— Start Material to process —

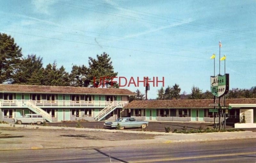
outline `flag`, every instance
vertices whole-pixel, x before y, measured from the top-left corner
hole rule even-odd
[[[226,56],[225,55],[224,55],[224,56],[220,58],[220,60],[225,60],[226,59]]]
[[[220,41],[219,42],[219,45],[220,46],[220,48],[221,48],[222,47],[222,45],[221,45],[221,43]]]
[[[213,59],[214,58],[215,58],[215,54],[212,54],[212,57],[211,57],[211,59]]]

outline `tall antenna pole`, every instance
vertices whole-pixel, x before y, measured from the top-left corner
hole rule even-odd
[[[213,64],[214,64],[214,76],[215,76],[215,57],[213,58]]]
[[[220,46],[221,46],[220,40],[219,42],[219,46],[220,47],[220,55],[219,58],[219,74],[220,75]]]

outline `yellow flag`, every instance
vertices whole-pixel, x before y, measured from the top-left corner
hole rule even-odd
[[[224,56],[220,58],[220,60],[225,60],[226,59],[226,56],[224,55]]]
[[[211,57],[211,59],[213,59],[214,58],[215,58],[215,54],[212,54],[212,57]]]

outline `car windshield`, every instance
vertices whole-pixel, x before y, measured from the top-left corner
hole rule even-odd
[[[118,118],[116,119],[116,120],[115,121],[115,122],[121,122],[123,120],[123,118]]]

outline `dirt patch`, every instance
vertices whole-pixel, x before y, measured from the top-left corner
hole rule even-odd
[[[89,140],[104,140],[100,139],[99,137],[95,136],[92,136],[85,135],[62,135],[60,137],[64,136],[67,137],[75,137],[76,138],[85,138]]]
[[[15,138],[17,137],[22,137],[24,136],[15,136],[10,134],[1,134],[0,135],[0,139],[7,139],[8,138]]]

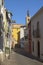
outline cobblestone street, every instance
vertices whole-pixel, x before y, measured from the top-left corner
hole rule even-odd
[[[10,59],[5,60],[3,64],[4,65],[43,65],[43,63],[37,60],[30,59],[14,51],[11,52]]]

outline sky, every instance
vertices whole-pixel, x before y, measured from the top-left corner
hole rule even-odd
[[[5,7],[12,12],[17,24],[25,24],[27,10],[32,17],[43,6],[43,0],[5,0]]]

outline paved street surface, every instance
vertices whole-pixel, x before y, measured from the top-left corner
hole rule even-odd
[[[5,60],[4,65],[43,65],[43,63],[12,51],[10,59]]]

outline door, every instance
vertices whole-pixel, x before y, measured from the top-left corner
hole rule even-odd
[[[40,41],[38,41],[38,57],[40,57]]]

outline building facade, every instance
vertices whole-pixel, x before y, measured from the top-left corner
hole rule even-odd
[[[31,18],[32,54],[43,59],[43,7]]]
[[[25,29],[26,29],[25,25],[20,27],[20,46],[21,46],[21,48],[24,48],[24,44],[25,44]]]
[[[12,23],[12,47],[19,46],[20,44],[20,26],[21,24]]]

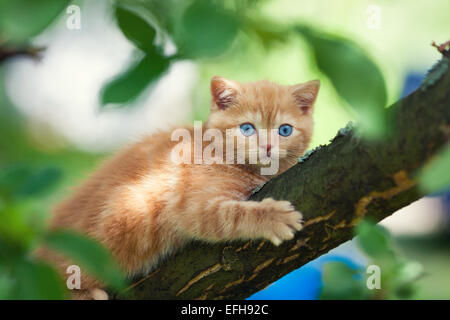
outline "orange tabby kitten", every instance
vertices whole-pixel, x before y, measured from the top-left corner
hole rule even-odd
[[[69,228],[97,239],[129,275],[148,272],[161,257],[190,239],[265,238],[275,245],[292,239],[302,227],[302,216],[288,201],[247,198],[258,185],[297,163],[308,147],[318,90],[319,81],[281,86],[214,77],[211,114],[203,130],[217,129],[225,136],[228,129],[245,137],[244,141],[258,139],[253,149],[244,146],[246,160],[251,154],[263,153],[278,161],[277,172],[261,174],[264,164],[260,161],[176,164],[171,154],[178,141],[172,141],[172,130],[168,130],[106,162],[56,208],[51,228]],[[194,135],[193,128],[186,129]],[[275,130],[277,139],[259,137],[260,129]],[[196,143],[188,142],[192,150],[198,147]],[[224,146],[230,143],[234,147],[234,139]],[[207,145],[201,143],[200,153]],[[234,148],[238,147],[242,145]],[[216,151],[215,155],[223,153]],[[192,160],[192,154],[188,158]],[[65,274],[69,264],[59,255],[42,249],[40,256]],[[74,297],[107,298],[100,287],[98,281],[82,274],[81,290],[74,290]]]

— End Material to process —
— Start Material to process —

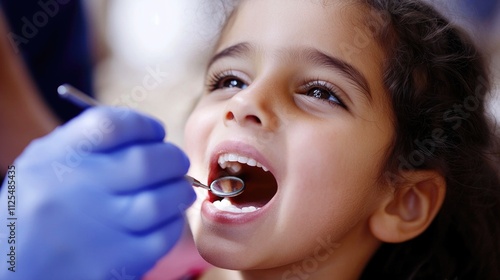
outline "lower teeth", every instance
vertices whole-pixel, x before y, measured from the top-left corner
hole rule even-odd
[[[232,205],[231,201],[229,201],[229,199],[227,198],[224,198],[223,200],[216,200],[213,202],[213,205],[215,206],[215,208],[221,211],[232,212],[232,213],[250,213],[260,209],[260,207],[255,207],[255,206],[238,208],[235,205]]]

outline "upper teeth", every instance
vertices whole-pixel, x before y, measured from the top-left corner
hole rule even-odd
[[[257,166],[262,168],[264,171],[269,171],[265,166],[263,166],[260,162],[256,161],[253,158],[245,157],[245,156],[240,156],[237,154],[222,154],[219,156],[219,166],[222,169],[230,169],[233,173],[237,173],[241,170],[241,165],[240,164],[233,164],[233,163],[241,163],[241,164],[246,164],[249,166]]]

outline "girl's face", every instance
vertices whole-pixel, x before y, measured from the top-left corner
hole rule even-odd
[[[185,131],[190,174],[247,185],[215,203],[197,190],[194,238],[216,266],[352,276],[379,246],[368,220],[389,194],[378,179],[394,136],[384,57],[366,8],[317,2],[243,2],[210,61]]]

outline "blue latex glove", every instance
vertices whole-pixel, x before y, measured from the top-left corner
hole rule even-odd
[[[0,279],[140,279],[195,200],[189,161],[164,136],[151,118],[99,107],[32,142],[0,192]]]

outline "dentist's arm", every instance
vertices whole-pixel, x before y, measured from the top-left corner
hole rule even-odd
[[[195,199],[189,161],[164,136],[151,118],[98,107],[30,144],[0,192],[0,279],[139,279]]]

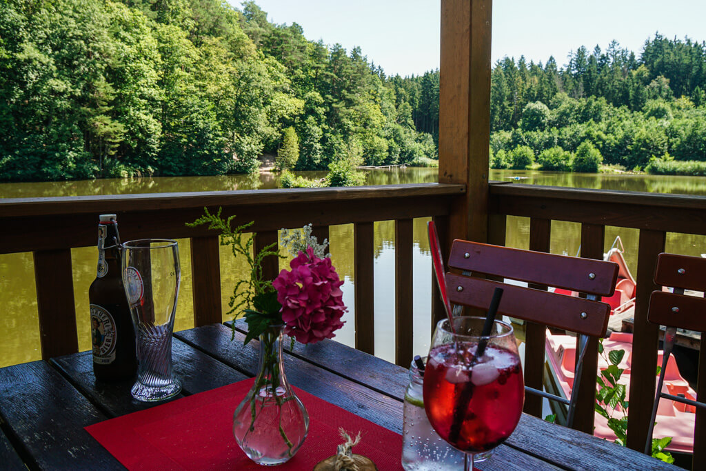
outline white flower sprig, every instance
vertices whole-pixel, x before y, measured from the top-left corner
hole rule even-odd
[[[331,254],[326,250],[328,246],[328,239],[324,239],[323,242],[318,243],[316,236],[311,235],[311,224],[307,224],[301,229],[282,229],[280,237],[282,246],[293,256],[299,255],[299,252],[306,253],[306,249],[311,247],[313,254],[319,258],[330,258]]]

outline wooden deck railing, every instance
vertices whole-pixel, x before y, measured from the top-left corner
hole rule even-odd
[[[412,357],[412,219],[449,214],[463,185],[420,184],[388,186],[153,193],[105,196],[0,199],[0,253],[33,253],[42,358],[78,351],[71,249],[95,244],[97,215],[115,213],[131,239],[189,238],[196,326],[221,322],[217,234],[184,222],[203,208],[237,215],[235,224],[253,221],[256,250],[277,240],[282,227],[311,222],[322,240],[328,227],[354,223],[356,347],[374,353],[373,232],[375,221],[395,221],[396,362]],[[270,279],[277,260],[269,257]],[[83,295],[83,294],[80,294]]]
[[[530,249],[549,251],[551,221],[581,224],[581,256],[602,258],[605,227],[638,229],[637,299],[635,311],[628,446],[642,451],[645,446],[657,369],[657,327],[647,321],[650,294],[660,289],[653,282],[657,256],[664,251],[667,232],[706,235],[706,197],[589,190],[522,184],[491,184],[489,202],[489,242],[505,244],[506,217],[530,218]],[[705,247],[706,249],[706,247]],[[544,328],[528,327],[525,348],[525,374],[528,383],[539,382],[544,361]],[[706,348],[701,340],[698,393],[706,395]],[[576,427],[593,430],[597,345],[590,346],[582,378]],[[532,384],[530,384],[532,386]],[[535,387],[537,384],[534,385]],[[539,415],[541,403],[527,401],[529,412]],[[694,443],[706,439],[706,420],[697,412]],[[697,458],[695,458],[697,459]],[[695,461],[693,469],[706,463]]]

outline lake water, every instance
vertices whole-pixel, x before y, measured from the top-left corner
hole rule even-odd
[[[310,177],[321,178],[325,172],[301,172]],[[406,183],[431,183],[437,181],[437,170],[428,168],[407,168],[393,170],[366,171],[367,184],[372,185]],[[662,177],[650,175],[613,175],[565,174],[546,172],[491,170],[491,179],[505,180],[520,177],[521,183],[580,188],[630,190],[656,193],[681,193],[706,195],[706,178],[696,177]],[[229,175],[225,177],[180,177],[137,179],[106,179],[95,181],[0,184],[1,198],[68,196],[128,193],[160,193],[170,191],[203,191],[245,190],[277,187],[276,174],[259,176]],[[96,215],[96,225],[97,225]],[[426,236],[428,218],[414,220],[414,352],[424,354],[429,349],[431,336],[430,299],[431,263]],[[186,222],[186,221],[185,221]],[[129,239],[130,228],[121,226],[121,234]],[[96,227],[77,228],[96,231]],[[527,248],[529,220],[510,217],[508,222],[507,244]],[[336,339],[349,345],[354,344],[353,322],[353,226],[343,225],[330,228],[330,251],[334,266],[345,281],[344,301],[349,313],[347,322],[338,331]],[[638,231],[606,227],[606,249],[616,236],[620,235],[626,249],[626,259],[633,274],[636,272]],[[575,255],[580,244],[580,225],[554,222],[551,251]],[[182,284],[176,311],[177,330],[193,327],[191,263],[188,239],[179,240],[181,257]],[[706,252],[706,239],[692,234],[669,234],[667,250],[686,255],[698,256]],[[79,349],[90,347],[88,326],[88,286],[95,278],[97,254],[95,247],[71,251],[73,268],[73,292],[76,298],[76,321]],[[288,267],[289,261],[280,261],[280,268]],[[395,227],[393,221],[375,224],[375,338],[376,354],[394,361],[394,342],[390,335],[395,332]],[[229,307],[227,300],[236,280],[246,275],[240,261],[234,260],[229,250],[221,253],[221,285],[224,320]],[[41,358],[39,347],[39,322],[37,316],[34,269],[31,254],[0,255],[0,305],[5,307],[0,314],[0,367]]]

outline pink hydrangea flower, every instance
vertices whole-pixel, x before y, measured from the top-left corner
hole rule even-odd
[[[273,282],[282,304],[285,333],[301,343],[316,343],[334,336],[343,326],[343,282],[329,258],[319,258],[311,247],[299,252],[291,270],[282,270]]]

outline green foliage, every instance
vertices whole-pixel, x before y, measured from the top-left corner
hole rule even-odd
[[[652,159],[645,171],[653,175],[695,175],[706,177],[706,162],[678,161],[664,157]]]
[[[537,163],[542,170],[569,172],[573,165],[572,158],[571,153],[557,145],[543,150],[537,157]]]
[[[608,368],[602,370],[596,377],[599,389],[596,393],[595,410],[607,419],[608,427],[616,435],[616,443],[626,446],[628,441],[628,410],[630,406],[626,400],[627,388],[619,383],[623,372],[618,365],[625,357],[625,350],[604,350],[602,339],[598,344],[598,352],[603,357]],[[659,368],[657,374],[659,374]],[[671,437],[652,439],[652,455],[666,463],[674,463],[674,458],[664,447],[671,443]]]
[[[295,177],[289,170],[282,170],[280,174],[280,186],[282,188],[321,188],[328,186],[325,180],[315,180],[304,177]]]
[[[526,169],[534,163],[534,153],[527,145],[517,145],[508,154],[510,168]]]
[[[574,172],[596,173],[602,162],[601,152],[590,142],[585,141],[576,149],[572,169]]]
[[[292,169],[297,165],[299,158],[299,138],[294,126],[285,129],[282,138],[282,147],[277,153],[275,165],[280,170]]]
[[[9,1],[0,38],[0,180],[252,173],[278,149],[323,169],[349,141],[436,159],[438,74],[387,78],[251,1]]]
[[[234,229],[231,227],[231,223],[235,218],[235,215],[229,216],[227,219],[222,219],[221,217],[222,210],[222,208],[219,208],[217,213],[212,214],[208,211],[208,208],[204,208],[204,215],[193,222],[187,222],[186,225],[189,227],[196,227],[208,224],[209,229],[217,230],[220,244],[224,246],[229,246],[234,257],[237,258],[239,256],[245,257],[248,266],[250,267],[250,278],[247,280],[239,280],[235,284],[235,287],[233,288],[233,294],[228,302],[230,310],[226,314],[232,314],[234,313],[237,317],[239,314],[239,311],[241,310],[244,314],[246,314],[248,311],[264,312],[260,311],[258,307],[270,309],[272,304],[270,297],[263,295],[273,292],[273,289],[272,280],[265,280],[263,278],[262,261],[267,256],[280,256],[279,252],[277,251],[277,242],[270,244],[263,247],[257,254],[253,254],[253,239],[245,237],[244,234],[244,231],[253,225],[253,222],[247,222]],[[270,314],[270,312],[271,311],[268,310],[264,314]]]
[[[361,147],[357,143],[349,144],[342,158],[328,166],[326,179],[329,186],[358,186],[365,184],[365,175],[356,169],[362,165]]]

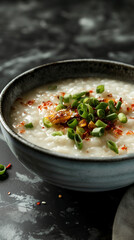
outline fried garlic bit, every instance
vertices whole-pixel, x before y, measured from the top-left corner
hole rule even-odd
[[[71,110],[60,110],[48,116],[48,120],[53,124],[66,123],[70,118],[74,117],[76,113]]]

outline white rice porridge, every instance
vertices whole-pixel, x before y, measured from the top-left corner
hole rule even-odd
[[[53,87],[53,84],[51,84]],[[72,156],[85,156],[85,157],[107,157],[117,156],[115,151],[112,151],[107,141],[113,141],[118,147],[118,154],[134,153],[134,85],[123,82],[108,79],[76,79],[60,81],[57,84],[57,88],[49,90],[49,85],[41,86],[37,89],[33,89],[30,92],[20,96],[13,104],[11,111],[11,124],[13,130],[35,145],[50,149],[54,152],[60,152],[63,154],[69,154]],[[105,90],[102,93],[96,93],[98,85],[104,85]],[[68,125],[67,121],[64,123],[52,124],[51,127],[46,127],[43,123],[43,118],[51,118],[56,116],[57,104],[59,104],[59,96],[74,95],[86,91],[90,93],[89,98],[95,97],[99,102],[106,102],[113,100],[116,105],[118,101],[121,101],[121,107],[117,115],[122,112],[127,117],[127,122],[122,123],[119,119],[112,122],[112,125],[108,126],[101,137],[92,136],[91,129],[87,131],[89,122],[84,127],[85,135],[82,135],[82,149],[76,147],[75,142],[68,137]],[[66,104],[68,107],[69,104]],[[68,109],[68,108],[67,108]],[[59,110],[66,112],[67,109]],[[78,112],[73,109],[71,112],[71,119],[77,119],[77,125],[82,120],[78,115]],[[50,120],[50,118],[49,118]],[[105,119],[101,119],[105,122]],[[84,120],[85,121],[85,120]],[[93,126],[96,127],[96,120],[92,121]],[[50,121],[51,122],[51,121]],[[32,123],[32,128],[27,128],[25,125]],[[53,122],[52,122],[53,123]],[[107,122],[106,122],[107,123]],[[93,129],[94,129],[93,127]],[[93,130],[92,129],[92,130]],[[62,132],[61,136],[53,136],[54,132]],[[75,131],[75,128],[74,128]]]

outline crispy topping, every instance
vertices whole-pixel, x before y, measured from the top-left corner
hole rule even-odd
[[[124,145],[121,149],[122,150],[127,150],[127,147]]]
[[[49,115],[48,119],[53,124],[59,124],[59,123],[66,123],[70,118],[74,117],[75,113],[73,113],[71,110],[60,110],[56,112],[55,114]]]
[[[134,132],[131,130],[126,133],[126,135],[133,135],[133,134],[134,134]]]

— End Material to process —
— Start Material to process —

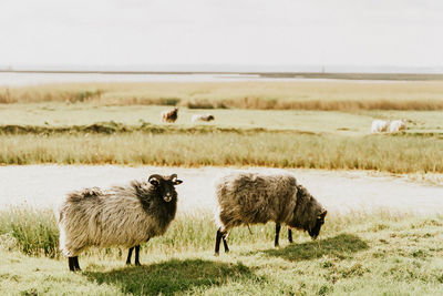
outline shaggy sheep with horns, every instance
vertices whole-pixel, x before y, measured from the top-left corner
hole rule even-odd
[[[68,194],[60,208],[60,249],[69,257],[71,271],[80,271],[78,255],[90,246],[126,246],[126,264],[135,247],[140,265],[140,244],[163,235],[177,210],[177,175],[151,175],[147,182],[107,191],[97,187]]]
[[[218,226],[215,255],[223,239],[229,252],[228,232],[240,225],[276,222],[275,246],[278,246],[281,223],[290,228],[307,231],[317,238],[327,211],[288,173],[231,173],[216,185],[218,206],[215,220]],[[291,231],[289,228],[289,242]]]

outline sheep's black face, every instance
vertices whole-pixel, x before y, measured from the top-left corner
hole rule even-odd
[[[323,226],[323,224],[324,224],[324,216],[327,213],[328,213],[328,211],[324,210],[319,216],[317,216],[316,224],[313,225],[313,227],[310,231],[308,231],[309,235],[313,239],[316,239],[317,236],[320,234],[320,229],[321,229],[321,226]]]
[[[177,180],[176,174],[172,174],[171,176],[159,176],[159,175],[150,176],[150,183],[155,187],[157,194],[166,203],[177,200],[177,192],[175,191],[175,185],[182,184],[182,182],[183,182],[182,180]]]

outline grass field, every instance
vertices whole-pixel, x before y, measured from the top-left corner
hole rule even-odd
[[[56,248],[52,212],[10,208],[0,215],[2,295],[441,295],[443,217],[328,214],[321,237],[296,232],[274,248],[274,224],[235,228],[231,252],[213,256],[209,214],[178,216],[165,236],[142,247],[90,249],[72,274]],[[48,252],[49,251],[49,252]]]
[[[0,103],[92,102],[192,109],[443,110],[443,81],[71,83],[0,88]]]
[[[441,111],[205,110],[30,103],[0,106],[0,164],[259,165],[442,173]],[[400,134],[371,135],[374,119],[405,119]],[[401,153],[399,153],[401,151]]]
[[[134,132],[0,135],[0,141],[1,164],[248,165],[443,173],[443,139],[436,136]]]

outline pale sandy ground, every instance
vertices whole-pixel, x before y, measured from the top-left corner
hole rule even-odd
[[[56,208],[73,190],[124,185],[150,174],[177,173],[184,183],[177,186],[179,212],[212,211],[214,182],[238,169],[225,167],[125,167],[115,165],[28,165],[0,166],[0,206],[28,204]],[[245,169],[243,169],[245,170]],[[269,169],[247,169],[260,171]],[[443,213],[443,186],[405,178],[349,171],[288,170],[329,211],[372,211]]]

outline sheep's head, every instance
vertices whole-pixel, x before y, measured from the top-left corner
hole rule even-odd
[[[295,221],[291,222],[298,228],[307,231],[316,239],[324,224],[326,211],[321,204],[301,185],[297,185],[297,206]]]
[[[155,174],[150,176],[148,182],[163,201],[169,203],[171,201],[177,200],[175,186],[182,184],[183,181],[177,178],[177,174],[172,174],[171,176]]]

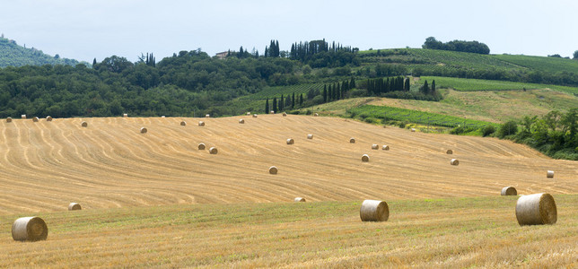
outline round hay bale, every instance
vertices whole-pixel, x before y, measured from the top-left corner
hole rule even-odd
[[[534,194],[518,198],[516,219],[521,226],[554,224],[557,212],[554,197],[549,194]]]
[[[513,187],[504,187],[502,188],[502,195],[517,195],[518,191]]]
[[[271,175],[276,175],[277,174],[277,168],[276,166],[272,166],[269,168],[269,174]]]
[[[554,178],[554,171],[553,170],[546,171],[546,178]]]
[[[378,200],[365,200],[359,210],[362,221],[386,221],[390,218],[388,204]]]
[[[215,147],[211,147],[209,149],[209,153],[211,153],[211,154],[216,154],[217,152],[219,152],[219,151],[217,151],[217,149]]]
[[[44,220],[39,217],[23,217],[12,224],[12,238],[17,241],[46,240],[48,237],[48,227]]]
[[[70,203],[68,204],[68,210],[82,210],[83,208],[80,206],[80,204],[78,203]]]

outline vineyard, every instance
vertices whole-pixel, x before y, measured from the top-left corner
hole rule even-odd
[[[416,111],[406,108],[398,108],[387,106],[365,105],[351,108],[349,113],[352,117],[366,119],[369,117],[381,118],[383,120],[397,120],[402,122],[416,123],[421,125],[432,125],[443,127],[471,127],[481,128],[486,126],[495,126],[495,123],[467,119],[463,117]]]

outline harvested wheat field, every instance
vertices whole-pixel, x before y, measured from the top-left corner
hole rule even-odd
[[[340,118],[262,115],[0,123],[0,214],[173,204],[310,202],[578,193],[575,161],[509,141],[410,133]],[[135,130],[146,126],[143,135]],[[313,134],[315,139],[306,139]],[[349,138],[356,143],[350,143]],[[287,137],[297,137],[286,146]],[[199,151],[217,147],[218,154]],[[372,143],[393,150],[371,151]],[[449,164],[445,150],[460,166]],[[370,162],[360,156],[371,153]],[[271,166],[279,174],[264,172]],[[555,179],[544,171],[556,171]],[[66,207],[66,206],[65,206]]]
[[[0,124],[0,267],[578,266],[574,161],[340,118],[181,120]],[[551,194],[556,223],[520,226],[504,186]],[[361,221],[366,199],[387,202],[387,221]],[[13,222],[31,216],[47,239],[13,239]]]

— End Material to process —

Task prompt — Work out how many lines of the records above contain the string "street", with case counting. Reply with only the number.

Exercise solution — 2